■ DOCUMENT PASSAGE ■
Another major pattern involves invasive species, organisms introduced to a new ecosystem where they spread quickly. They may have few predators and can outcompete native species. Zebra mussels in freshwater systems and cane toads in Australia are examples of invasive species causing major interaction changes.
Seasonal change also matters. In temperate forests, food webs in winter differ from summer food webs. In wetlands, migration changes predator-prey patterns. In deserts, a short rainy period can briefly increase plant growth, insects, and bird activity. These are not random changes; they follow environmental patterns.
To construct a strong explanation, scientists often organize their thinking into claim, evidence, and reasoning. A claim is the answer to a question. Evidence is the data or observations that support the claim. Reasoning explains why the evidence supports the claim using scientific ideas.
For example, suppose the question is: Why are top predators less common than producers in many ecosystems? A good claim is that less energy is available at each higher feeding level. Evidence could include food web data from a forest, lake, and grassland showing many producers but fewer top predators. The reasoning connects that evidence to energy transfer: because only about \(10\%\) of energy moves to the next level, predator populations must usually be smaller.
Constructed explanation example
Question: Why might competition increase in a drought across both a grassland and a pond ecosystem?

■ PROMPT ■
Please state, according to the ecosystem passage, about what share of energy moves to the next feeding level.

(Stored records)

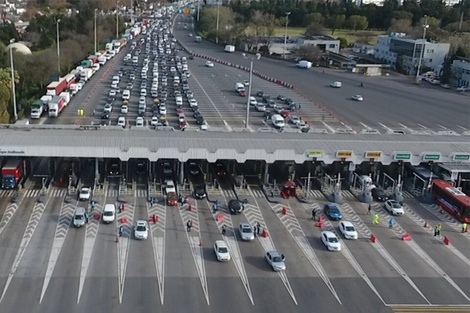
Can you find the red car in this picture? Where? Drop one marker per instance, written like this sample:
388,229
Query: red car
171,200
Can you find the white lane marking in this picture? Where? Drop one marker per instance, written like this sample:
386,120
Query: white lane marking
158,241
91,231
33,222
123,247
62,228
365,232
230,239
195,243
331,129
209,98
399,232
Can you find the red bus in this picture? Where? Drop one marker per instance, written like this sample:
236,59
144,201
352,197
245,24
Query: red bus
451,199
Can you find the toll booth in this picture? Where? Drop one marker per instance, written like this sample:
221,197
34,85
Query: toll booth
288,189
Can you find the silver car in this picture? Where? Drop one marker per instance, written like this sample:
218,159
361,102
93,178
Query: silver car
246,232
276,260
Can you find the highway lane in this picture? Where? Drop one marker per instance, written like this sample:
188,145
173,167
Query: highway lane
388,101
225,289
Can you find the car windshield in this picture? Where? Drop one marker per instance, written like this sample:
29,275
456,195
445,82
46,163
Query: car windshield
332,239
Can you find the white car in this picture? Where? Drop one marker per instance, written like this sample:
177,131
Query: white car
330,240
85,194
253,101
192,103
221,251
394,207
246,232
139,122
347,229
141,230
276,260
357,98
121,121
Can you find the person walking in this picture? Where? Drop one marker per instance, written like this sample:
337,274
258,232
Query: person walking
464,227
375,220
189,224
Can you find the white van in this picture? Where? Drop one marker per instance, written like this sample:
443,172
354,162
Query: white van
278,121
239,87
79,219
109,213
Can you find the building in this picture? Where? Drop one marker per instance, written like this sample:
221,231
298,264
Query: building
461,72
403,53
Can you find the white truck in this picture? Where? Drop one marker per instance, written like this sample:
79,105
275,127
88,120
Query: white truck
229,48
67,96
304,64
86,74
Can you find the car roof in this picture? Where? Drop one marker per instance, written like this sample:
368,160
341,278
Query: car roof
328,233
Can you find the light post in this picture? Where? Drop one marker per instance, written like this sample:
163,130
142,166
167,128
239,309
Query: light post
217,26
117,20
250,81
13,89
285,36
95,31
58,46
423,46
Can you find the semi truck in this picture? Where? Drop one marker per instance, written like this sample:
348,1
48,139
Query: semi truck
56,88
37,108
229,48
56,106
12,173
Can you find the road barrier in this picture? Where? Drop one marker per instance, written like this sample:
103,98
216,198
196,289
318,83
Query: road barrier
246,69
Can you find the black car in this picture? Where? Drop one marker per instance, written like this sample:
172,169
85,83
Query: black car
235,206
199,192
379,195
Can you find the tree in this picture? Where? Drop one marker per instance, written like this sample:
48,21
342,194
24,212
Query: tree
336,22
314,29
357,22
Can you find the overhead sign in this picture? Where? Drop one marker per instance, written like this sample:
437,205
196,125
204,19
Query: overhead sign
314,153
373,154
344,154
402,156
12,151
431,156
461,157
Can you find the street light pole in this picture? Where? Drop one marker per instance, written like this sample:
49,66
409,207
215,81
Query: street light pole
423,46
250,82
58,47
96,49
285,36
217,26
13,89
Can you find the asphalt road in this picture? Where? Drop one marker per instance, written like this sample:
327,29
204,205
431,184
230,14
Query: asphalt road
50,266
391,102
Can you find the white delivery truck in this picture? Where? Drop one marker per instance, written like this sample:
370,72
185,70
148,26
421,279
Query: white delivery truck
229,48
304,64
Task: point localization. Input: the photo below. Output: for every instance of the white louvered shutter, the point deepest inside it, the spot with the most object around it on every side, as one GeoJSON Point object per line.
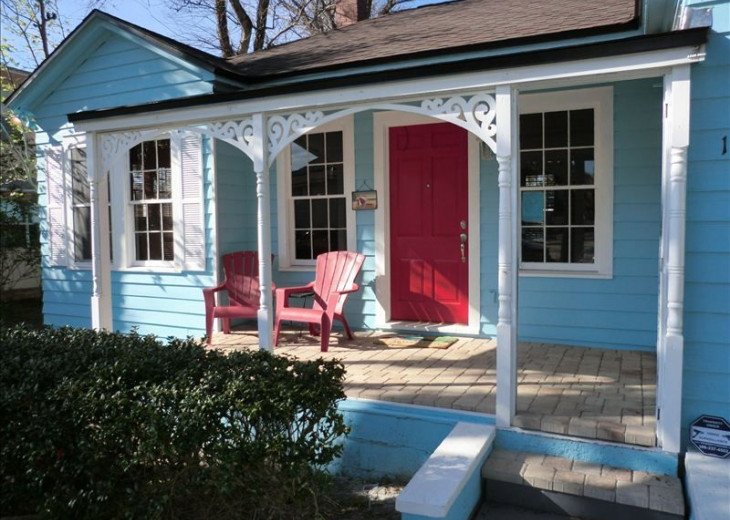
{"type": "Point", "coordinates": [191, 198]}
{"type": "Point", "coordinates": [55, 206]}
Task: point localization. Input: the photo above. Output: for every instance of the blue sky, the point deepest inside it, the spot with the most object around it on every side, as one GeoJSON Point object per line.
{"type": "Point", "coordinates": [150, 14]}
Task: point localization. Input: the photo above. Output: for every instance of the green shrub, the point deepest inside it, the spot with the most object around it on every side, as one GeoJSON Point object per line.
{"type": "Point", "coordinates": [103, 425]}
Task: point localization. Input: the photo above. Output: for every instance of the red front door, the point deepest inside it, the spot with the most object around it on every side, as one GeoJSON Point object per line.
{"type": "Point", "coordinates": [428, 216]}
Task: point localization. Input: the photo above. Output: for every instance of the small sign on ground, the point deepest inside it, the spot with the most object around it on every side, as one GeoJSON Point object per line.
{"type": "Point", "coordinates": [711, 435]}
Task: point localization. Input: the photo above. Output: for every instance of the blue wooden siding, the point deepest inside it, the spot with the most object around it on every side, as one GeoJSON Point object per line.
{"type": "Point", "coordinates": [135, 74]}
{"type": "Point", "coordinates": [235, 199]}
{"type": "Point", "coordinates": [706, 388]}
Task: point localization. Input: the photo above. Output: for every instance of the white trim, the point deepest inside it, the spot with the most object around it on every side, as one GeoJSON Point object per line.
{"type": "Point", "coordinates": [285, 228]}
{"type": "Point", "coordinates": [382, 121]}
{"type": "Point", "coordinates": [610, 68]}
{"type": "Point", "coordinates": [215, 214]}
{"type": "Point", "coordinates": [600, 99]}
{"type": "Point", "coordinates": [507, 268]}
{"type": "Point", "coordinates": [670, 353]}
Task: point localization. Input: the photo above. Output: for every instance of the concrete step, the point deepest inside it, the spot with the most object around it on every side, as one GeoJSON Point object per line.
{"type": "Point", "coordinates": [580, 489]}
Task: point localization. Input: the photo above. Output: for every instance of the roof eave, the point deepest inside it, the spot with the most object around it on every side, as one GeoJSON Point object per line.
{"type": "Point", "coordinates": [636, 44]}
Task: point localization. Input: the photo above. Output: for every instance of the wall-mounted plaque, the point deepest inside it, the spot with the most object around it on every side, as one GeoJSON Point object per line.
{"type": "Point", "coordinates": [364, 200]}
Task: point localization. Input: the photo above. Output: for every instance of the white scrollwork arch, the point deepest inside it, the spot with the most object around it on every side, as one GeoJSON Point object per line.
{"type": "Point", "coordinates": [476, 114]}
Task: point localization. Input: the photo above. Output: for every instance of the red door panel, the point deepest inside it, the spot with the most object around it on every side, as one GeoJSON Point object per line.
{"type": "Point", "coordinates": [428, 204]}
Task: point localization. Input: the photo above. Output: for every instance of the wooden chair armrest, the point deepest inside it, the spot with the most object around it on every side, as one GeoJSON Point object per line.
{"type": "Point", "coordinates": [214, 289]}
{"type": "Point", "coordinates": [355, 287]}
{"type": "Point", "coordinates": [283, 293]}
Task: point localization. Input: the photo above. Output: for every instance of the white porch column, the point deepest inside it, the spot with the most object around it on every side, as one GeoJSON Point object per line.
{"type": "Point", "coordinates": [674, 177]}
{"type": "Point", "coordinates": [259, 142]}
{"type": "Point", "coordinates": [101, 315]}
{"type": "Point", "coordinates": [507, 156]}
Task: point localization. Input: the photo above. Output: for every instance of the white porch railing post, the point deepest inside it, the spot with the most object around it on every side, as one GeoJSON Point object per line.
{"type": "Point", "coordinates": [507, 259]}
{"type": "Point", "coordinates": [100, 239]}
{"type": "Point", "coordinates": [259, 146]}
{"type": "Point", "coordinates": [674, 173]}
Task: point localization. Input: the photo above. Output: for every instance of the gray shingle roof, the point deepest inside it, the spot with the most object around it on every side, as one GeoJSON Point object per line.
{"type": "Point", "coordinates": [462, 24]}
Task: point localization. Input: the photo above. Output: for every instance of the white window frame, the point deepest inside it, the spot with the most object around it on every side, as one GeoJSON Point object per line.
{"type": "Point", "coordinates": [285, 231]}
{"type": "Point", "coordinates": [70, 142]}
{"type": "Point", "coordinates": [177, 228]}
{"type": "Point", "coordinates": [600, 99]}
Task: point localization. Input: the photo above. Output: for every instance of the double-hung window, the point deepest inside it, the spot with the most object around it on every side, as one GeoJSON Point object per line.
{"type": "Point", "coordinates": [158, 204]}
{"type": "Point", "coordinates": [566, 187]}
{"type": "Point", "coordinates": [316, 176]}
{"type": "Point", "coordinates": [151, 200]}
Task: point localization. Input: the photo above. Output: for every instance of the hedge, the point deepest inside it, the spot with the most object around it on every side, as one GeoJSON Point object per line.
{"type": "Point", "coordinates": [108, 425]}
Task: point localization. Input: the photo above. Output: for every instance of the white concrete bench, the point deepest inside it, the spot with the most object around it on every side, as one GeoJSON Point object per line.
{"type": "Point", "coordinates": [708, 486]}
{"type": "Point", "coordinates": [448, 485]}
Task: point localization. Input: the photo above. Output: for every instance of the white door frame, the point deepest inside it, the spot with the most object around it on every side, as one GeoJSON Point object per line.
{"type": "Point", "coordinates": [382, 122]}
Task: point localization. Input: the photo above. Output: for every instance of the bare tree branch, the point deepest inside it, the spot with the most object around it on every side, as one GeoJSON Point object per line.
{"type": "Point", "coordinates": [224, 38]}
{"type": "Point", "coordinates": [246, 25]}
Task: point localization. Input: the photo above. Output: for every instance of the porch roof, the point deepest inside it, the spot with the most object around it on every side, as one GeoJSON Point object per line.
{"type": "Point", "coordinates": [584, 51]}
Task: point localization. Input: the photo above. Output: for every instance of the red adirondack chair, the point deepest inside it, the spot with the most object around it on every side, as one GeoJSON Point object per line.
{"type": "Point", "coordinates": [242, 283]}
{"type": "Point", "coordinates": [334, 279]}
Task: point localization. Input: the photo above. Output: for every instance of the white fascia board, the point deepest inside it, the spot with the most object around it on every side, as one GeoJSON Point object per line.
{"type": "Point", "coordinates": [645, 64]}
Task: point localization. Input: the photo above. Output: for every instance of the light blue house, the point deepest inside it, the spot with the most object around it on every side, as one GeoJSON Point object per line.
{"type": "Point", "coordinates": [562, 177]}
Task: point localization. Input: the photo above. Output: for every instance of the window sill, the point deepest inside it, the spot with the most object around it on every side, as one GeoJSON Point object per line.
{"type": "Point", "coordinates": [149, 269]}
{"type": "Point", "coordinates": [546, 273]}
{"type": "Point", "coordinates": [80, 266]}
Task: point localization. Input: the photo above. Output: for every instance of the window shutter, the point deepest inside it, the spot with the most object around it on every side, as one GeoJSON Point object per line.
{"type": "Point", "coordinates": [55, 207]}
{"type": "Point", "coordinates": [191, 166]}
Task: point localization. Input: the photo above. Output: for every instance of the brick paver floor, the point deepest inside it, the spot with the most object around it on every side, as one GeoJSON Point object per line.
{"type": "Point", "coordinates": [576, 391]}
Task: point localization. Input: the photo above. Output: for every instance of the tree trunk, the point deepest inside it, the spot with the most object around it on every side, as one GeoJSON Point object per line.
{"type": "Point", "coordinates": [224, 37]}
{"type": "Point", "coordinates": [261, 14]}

* * *

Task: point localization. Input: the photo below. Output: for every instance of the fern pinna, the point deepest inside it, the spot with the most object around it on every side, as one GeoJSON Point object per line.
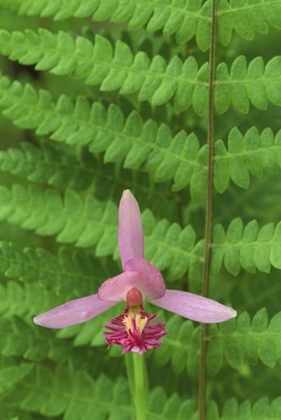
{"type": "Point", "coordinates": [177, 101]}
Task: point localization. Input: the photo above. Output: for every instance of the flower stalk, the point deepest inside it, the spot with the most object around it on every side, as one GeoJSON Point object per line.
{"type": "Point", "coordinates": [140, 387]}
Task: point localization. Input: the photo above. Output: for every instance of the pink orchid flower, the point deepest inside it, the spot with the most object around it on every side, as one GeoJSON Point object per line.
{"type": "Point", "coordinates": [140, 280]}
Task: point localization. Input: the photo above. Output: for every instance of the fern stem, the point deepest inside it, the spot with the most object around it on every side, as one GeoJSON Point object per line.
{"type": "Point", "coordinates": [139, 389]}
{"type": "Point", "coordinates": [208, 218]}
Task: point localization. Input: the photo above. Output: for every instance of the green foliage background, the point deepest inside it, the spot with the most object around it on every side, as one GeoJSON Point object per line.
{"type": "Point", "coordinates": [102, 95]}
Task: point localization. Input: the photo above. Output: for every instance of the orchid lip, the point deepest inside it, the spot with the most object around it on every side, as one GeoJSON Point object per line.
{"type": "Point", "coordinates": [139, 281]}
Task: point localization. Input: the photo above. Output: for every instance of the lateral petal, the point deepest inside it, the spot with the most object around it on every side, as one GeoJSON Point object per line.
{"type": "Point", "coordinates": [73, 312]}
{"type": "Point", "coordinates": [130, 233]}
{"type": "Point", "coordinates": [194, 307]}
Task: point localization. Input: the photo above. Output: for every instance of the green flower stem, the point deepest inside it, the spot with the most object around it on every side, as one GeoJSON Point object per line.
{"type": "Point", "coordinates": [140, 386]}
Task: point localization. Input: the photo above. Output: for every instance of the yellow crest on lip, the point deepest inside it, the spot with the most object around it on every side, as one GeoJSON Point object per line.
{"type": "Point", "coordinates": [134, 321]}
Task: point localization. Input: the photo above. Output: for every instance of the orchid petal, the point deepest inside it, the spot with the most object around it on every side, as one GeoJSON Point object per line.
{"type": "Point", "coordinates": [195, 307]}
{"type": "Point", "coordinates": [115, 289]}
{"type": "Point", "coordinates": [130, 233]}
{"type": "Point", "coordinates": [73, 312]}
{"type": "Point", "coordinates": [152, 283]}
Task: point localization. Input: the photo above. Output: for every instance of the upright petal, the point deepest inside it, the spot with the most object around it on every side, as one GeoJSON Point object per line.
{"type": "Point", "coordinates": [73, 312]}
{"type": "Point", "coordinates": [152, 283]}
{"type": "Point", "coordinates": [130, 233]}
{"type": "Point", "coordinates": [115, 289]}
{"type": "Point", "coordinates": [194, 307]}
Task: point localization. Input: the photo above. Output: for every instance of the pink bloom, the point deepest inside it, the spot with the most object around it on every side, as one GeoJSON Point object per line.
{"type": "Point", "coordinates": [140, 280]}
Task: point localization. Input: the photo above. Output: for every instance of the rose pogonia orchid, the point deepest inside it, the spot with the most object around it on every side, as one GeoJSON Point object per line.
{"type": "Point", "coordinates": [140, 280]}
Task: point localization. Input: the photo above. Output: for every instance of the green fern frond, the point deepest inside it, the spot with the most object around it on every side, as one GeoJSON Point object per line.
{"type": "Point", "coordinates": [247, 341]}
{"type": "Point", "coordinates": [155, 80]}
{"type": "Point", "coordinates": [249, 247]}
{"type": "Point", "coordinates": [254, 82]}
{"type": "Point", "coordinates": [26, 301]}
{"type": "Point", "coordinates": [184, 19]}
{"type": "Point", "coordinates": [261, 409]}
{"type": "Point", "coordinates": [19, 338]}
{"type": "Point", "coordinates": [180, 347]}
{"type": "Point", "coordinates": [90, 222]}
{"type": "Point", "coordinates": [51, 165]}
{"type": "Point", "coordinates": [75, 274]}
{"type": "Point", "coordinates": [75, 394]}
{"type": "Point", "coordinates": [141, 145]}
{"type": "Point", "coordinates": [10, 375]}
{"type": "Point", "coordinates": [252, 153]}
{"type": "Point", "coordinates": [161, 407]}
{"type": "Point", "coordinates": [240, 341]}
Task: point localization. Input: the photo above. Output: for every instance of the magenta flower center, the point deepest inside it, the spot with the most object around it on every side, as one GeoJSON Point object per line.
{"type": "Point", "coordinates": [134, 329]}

■ EXERCISE RESULT ■
About 10% of energy moves to the next level.